> Prompt
Reproduce only the rows from the line containing "897, row 642." up to and including the line containing "column 381, row 482", substituting "pin" for "marker" and leaving everything else unchanged.

━━━ Exercise input

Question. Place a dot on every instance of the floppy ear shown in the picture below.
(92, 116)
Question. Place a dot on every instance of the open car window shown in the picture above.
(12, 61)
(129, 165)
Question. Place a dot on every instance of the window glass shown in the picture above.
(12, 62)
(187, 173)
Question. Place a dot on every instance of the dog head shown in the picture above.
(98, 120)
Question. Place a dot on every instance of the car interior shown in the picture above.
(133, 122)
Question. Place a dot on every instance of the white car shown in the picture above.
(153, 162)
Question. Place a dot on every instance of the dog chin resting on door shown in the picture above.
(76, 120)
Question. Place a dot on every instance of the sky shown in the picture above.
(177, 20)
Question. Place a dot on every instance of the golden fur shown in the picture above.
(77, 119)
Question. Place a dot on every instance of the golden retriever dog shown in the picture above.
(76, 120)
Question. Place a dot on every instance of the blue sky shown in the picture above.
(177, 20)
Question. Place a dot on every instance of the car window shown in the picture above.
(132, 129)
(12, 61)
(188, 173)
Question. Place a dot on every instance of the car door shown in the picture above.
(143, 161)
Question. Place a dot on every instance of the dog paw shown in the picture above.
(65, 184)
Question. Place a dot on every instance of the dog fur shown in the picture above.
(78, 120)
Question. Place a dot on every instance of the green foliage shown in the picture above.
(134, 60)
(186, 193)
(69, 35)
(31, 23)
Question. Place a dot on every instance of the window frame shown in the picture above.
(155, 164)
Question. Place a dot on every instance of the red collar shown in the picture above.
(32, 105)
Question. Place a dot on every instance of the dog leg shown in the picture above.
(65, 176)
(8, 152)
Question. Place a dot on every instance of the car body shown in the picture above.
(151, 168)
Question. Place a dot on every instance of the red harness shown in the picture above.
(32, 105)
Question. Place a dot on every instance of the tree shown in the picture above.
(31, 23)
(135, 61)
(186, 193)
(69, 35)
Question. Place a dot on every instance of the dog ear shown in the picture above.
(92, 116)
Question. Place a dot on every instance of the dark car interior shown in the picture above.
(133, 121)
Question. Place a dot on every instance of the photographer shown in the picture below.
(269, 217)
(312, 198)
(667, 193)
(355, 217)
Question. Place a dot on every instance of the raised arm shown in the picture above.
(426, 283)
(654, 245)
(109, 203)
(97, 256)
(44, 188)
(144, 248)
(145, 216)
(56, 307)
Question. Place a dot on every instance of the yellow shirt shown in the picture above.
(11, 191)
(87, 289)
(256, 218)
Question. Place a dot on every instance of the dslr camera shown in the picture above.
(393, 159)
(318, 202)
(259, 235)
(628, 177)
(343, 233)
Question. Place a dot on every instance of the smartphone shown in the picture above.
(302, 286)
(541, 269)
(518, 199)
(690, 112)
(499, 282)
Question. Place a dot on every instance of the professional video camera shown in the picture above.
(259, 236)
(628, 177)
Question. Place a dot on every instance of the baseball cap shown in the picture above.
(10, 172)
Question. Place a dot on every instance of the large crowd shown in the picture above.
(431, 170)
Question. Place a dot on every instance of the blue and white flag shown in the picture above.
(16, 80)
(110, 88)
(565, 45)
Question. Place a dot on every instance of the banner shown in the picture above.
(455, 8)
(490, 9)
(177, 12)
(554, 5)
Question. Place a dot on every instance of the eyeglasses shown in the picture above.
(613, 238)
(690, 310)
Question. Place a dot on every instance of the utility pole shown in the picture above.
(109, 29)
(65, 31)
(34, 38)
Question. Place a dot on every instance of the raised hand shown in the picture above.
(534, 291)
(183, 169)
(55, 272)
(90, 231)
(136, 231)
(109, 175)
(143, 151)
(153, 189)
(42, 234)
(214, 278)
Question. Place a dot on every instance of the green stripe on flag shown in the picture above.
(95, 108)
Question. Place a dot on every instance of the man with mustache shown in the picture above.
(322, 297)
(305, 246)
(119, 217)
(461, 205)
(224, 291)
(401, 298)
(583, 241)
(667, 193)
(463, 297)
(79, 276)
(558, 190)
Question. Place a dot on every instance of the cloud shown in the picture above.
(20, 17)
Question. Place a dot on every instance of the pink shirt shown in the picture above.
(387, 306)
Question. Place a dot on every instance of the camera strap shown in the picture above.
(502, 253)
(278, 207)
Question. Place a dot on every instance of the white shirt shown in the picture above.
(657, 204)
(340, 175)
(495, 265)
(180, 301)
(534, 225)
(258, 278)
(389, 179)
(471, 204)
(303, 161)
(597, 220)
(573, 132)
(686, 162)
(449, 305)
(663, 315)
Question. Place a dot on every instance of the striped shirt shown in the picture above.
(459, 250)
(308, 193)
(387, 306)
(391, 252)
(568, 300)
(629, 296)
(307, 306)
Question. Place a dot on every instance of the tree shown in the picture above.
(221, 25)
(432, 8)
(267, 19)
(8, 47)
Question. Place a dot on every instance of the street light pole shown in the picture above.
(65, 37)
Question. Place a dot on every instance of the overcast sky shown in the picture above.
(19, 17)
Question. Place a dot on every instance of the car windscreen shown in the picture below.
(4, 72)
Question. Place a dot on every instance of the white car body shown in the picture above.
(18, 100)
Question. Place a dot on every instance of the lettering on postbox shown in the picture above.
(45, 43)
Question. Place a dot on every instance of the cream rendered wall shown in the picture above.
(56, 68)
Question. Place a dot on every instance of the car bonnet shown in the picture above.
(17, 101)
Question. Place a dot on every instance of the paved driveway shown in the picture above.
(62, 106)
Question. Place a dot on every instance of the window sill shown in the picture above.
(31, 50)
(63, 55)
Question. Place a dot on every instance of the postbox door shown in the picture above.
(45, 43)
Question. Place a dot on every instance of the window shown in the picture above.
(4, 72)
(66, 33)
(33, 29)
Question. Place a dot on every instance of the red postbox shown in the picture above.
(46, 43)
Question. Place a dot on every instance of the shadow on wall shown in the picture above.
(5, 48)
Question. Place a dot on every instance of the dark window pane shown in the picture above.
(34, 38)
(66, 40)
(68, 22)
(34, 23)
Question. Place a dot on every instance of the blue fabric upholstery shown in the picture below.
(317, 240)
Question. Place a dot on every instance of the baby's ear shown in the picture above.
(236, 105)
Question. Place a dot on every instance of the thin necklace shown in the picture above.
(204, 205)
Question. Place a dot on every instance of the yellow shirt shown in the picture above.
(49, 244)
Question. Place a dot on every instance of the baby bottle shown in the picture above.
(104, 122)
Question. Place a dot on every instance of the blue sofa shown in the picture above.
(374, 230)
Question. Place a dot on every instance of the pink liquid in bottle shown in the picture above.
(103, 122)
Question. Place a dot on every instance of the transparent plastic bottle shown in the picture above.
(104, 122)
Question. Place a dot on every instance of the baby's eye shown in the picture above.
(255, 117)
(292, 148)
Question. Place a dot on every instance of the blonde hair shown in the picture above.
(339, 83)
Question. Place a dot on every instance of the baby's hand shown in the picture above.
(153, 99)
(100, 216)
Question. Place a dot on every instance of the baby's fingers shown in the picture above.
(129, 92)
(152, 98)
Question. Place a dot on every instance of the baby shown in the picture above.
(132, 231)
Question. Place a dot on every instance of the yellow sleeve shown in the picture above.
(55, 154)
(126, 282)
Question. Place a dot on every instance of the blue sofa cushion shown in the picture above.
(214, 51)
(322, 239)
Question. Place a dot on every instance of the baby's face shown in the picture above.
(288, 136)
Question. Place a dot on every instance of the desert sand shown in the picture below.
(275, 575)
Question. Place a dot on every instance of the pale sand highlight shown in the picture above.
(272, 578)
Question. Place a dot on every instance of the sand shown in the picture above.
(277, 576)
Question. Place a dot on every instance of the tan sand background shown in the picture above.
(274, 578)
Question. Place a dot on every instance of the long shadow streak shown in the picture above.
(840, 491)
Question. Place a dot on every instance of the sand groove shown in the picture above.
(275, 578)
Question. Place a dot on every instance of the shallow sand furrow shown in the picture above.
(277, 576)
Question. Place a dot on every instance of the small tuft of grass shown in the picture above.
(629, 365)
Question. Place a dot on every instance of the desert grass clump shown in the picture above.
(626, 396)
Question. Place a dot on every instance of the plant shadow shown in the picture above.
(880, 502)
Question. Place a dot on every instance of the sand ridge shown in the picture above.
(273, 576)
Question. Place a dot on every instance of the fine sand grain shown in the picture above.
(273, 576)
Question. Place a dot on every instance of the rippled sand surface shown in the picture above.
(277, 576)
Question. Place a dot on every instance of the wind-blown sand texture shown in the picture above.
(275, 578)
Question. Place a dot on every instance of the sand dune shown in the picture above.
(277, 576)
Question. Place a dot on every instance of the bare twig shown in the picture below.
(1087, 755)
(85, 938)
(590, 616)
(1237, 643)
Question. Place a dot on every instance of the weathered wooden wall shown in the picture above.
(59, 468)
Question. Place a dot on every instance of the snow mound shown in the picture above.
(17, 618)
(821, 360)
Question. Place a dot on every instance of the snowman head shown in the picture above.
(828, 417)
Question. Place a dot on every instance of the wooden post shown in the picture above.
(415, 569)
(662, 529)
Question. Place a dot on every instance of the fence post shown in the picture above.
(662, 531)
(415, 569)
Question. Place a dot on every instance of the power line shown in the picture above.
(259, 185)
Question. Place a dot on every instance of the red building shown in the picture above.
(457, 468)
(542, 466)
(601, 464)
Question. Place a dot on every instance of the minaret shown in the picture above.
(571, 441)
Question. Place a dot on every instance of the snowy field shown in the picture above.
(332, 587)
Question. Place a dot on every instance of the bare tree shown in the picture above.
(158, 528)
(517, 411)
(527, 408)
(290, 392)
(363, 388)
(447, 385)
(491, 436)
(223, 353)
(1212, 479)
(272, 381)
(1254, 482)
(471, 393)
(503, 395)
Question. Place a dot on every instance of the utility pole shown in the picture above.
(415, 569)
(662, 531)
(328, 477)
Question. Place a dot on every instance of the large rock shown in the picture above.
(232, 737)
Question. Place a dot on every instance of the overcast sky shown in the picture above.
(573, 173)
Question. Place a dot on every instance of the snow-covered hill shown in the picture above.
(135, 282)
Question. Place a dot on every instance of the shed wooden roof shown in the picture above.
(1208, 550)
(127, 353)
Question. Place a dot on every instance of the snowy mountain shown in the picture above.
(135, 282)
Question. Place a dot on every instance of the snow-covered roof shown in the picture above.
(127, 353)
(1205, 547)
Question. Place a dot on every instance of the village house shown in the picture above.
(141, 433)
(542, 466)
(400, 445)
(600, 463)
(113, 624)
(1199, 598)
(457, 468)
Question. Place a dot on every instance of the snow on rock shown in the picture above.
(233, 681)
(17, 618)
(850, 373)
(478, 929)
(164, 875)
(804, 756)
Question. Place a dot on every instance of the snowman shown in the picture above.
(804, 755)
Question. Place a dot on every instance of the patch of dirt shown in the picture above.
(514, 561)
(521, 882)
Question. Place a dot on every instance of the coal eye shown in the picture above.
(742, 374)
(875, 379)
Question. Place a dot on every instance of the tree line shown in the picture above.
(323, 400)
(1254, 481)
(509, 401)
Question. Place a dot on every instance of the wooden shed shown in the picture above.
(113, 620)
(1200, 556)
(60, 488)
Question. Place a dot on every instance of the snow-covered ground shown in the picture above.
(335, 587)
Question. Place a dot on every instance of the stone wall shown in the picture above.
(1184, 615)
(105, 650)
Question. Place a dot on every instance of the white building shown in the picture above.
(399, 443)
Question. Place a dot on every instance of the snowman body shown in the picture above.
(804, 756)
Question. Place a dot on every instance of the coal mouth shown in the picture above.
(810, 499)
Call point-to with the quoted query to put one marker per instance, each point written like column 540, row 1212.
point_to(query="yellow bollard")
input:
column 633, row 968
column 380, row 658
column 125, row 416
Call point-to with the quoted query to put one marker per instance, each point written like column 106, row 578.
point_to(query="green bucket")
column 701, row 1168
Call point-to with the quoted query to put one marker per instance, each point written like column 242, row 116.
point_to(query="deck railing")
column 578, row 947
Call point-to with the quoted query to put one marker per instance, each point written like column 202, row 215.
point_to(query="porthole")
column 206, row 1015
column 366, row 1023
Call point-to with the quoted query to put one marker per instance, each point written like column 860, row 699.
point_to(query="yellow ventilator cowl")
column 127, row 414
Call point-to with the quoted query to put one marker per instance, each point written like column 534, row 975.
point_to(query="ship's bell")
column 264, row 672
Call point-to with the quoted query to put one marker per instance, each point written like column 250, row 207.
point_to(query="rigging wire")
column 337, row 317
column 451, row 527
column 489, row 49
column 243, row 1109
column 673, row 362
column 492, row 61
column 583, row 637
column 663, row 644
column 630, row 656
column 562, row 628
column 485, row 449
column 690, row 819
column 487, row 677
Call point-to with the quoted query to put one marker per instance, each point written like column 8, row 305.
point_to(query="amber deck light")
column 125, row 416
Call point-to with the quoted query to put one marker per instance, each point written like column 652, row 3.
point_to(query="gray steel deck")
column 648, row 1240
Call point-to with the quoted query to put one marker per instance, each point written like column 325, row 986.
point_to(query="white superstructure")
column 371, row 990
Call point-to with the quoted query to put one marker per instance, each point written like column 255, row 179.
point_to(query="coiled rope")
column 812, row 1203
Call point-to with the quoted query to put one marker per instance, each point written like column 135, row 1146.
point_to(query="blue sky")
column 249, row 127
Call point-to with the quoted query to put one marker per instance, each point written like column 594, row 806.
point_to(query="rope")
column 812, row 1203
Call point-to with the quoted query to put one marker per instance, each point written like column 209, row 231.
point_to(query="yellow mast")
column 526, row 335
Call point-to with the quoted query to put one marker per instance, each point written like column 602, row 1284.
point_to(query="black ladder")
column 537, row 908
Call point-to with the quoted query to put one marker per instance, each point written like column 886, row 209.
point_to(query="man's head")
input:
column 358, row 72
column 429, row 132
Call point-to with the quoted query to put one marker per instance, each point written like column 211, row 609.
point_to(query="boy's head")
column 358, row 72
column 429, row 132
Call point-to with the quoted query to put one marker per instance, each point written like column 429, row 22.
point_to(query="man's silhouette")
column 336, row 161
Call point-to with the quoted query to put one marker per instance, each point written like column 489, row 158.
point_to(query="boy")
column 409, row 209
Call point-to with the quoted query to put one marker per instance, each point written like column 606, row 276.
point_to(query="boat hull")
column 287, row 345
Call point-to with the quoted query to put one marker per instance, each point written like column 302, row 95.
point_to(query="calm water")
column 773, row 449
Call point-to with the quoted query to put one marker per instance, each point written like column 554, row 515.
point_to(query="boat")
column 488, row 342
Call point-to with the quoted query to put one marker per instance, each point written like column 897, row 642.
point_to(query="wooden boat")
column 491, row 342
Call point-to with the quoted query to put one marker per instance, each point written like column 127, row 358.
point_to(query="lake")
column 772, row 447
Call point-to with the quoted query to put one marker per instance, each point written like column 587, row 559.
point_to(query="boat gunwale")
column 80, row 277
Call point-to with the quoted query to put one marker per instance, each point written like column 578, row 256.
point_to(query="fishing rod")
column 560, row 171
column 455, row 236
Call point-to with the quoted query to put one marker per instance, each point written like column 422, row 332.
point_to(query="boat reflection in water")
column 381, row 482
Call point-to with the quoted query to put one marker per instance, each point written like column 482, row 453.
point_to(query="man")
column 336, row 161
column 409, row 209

━━━━━━

> Answer to this task
Call point-to with the quoted query to put one pin per instance, each point written like column 897, row 642.
point_to(query="wooden boat")
column 491, row 342
Call point-to with the quoted query to put one pin per instance, each point written like column 127, row 358.
point_to(query="lake")
column 772, row 447
Call point-to with the quoted query to put one pin per instance, each point written like column 587, row 559.
point_to(query="boat gunwale")
column 80, row 277
Call point-to with the quoted query to put one pin per instance, each point written like column 578, row 256.
point_to(query="fishing rod")
column 560, row 171
column 455, row 236
Call point-to with the quoted query to put one pin per instance, each point written like column 422, row 332.
point_to(query="boat reflection in water")
column 381, row 482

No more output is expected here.